What is needed:
Transcribe all of the records word for word, but omit the pictures.

Input:
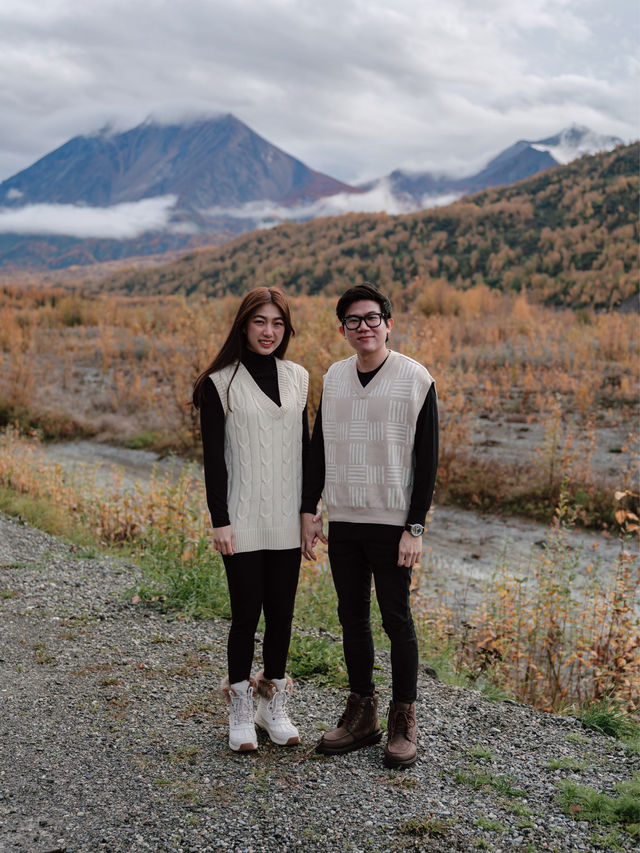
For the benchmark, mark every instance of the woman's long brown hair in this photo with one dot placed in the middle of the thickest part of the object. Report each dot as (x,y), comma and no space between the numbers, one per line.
(231,350)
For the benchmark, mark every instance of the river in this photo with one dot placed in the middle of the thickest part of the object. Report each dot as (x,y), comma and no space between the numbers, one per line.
(462,547)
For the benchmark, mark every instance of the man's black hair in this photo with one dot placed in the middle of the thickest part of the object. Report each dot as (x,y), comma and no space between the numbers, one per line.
(363,291)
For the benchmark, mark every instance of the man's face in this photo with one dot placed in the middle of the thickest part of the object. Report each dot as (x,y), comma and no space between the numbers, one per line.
(366,340)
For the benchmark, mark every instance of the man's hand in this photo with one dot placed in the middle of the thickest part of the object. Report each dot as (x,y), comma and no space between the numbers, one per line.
(224,540)
(409,549)
(311,532)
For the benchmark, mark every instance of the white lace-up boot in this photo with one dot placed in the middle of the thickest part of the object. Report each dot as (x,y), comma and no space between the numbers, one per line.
(242,732)
(272,710)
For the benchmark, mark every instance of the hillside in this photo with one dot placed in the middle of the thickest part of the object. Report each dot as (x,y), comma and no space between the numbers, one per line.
(569,235)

Answer for the task:
For the benchmark, mark every instance of the woman's long brown hair in this photo with one dot placed in the middle of the thickest part of the object. Report each dot as (x,y), comma and no space between the numbers, one per line.
(231,350)
For the benchmark, mark every instance of the river in this photo with one dot placed in the middle of the thickest part of the object. Report each dot as (x,y), comma and no space between the numbers, one per line.
(462,547)
For the benchmark, mark every instance of the man's black hair in this photo with one dot placed in the middle of the thickest part of the object. Report each dot as (x,y), comma and no space between the numbers, one per line.
(363,291)
For the benchmark, mark every instance of the man's face in this photo with one dot placed in the middle of the thickest part of the object. Report each dot as (x,y), comma and no space between the numbers, one per line.
(366,340)
For the benchmark, mark every instance of the man's hand in this photo with one dot placed in the middle of the thickest part of the object. Report each dot as (x,y), comma and no space between the numbers, one per line.
(224,540)
(409,549)
(311,532)
For the benchmark, mark every instance of the white lace-up boot in this photo with one dot placed in the middle of the thickest part of the object. Report each dot as (x,y), comma and no space between the numbers, one per line.
(242,732)
(272,710)
For the benchmark, mark every instance of the hillside in this photo with one dot placed in the middle of the thickest part of the object. Report each dot as (x,y), comma and no space between the numbers, one per line.
(569,235)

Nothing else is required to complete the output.